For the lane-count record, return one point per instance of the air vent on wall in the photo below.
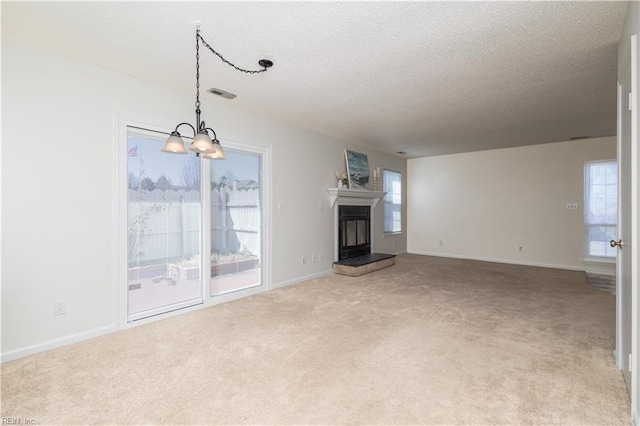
(222, 93)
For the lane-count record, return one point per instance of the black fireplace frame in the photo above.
(348, 215)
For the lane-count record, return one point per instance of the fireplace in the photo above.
(354, 231)
(354, 246)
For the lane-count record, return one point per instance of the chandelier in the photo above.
(203, 145)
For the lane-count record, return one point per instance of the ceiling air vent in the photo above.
(222, 93)
(575, 138)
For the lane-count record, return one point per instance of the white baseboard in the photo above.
(301, 279)
(599, 267)
(56, 343)
(486, 259)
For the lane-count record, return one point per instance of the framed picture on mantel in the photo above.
(357, 170)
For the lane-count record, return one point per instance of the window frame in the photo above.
(385, 203)
(587, 225)
(120, 222)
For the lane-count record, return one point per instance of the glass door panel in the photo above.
(163, 228)
(236, 222)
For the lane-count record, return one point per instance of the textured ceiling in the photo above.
(427, 78)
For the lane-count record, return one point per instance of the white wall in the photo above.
(59, 136)
(487, 204)
(631, 27)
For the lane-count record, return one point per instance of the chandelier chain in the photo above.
(205, 44)
(197, 72)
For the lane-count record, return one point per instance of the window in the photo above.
(236, 222)
(600, 207)
(163, 227)
(392, 185)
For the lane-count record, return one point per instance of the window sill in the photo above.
(594, 259)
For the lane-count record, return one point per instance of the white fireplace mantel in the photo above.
(354, 197)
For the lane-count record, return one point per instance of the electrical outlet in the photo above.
(58, 308)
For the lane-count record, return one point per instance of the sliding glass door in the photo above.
(236, 222)
(163, 227)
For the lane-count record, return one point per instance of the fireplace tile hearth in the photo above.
(367, 263)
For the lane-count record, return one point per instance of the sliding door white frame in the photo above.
(120, 228)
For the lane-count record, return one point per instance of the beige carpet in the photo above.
(428, 341)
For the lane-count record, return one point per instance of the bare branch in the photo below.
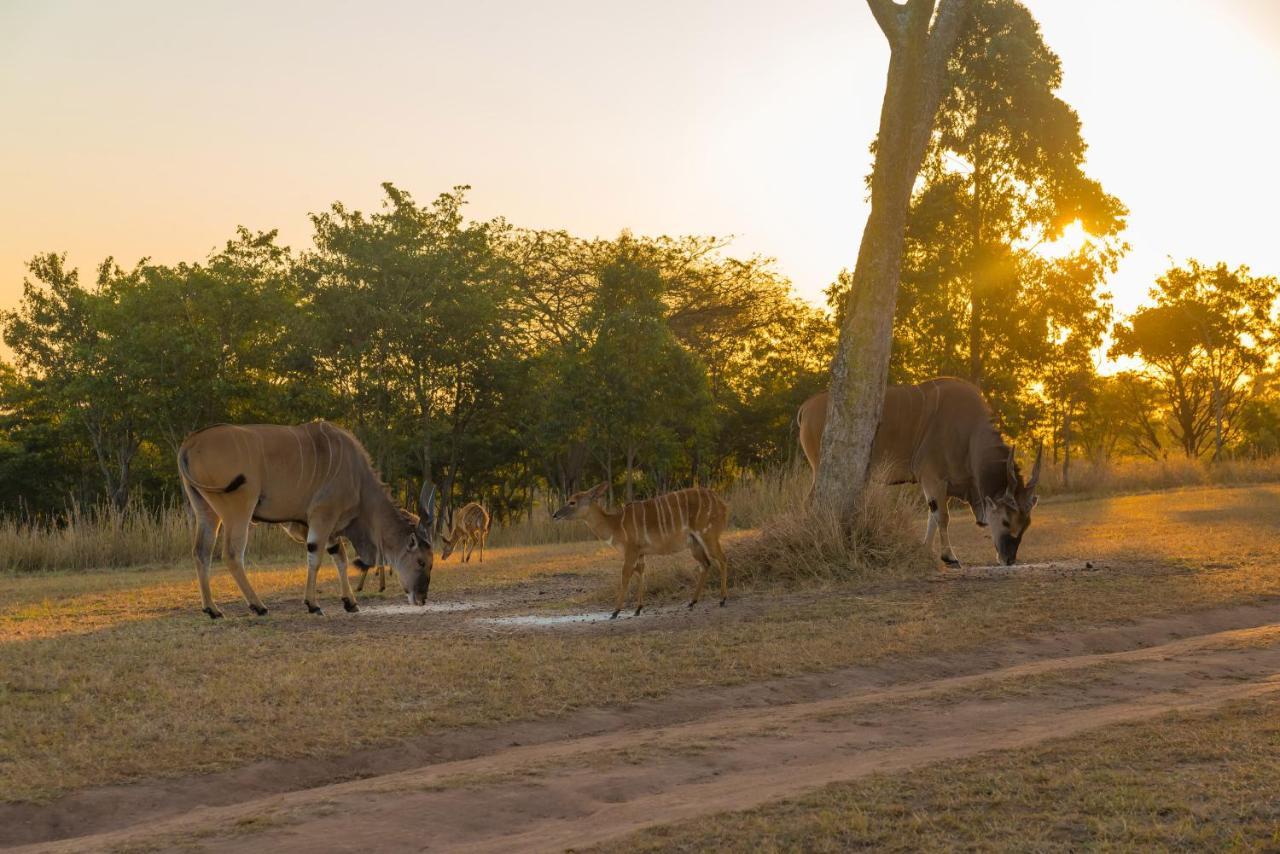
(941, 41)
(891, 18)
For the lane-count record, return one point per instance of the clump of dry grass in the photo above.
(108, 537)
(801, 544)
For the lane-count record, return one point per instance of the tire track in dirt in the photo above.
(585, 790)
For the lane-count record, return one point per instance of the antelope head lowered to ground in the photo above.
(314, 475)
(940, 434)
(691, 519)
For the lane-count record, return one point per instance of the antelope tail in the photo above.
(237, 482)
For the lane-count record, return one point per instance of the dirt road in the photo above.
(599, 775)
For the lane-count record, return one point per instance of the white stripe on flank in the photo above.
(328, 469)
(298, 439)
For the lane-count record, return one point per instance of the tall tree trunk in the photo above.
(918, 56)
(1066, 448)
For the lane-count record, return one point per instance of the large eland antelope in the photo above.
(469, 528)
(691, 519)
(314, 475)
(366, 553)
(940, 434)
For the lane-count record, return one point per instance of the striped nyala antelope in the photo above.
(469, 528)
(315, 476)
(691, 519)
(940, 435)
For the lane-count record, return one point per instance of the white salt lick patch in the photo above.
(405, 607)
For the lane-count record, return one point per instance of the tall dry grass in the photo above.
(1115, 476)
(106, 537)
(796, 544)
(792, 543)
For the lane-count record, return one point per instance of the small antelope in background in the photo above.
(691, 519)
(470, 528)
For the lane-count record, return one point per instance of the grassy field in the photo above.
(1184, 782)
(105, 676)
(96, 538)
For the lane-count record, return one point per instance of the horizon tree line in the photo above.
(504, 362)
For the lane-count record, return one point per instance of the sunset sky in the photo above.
(140, 128)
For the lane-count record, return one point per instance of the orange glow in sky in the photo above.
(147, 128)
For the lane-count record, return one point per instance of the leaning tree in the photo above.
(919, 46)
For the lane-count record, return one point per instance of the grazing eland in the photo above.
(366, 553)
(314, 475)
(940, 434)
(470, 526)
(691, 519)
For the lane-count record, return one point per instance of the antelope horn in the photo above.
(1040, 459)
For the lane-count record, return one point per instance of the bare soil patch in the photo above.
(594, 773)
-=-=-
Your task is to reproduce all of the material exactly. The pictures stay out.

For the lane-count record, return one point per instance of the air vent on wall in the photo below.
(222, 93)
For the lane-count record, return one point per instance of the black fireplace frame in the photo above.
(348, 215)
For the lane-count record, return one point per instance of the fireplace in the photo above.
(354, 231)
(354, 246)
For the lane-count record, return one point per instance of the chandelier in the photo above.
(203, 145)
For the lane-count record, return one point per instance of the ceiling air vent in the photo above.
(222, 93)
(575, 138)
For the lane-count record, return one point per instance of the white baseboard in the photo above.
(301, 279)
(599, 267)
(56, 343)
(486, 259)
For the lane-count record, return one point per instance of the framed picture on mantel in the photo above.
(357, 170)
For the lane-count record, return one point per instance of the window frame in the photo above.
(385, 203)
(587, 225)
(120, 222)
For the lane-count record, return one point per instance of the glass door panel in the photo above.
(163, 228)
(236, 222)
For the lane-count record, return one point per instance of the textured ceiling in the photo above.
(427, 78)
For the lane-count record, return one point per instance of the white wall in the photo above.
(59, 136)
(487, 204)
(631, 27)
For the lane-count record, return one point per instance of the chandelier chain in the photo above.
(205, 44)
(197, 72)
For the lane-count record, return one point per instance of the window in the photo above.
(236, 222)
(600, 207)
(163, 227)
(392, 185)
For the lane-count record, return one point per instance of the window sill in the photo above.
(594, 259)
For the lane-count record, return one point per instance of the white fireplace mantel in the photo above.
(354, 197)
For the lane-count record, return one point per instance of the electrical outlet in the photo above.
(58, 308)
For the lane-count record, return one point per instance of the sliding glass door in the photo above.
(236, 222)
(163, 227)
For the lane-count record, return one point per instance of the fireplace tile hearth in the photo above.
(367, 263)
For the lane-count record, return one point per instance of the sliding door white frame in the photo above.
(120, 228)
For the lane-count record, return one point per instance of the beige carpet in the photo above.
(428, 341)
For the lane-count record, return one point per instance of the bare branch in the photo below.
(941, 41)
(891, 18)
For the lane-count record, return one point per instance of the clump of dry grass in the photo above.
(108, 537)
(801, 544)
For the lane-count record, return one point per instance of the tire track in dirt in the photo above.
(585, 790)
For the lane-count record, return one point per instance of the antelope head lowered to ground in the photo above.
(314, 475)
(940, 434)
(691, 519)
For the lane-count record, return one point per instance of the antelope tail in the photo above.
(237, 482)
For the lane-count record, return one point per instance of the dirt road in the photo above.
(599, 775)
For the lane-count record, return one point per instance of the white stripe on flank in the photo above.
(328, 469)
(298, 439)
For the lane-count record, return one point per instance of the tall tree trunk in the photo above.
(918, 56)
(1066, 448)
For the lane-count record, return one point per instance of the large eland antelope in the photo above.
(469, 528)
(691, 519)
(314, 475)
(366, 553)
(940, 434)
For the lane-count record, return one point per instance of the striped nyala antelope in the photo above.
(469, 528)
(315, 476)
(691, 519)
(940, 435)
For the lane-count record, return one point per instance of the white salt lick patch in the photo above.
(405, 607)
For the lane-count record, return one point per instance of the tall dry grass in the photo above.
(1115, 476)
(106, 537)
(796, 544)
(792, 543)
For the lane-count record, return one point per instance of the small antelope in background in the photo above.
(691, 519)
(470, 528)
For the lane-count record, return one point per instance of the grassy field in the photo above.
(1184, 782)
(105, 676)
(96, 538)
For the lane-count record, return one point per instance of the horizon tree line in the photo above.
(504, 362)
For the lane-count record, return one point per instance of the sunset sky in the photo above.
(140, 128)
For the lane-count record, return one point per instance of the orange glow in sky in the photo above.
(147, 128)
For the lane-count record, return one point per instance of the leaning tree in the photo above.
(919, 46)
For the lane-count record, return one point per instance of the grazing eland in the photo above.
(366, 553)
(314, 475)
(940, 434)
(470, 526)
(691, 519)
For the lane-count record, return one point per instance of the antelope horn in the photo above.
(1040, 459)
For the lane-count record, return one point per instance of the bare soil patch in the photo above.
(594, 773)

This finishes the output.